>> begin Selection

Religious leaders have long held respected positions at the community table. As people of God, they are revered for providing moral clarity, guidance in times of strife and calamity, compassion at death beds and end of life ceremonies, and ready reminders that we are loved by an all-powerful creator.
At least, that’s the way the system is designed.
Yet, for reasons that aren’t clear, the last couple decades have shown a dramatic drop in the number of people who describe themselves as religious, a trend which includes forty percent of millennials who say they have no religion at all, according to Pew research. What gives? If religion is the business of religious leaders, their sales practices may need some tweaking.

>> end Selection
>> begin Raw records

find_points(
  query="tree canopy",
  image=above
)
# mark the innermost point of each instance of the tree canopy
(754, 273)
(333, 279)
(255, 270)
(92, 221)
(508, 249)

>> end Raw records

### Given problem 1
Pull out every line of the tree canopy records and reproduce each one word for word.
### Given problem 2
Extend the text on religious leaders, continuing after its last sentence.
The records have no connection to the text about religious leaders.

### Expected output 1
find_points(
  query="tree canopy",
  image=above
)
# mark the innermost point of each instance of the tree canopy
(754, 273)
(333, 279)
(255, 270)
(92, 221)
(508, 249)

### Expected output 2
This week, we’re very pleased to hear from Eric Peterson, the pastor of Colbert Presbyterian Church in Colbert, Washington, and the author of three books on Christian ministry. In his latest, Letters to a Young Pastor, Eric acknowledges the current downtick in belief and talks about his own deliberations over how to minister to his congregants at a contemporary level, while staying true to Jesus’ teachings and Christian theology. The book offers compelling testimony of what it’s like for a mortal to represent God.
Letters was reviewed by Jeremiah Rood—himself a pastor in Montague, Massachusetts—in the pages of Foreword’s July/August issue and we connected the two via email for the following conversation. Lastly, a shout out to NavPress for continuing to bring important religious works to light for believers and skeptics alike.
Jeremiah, take it from here.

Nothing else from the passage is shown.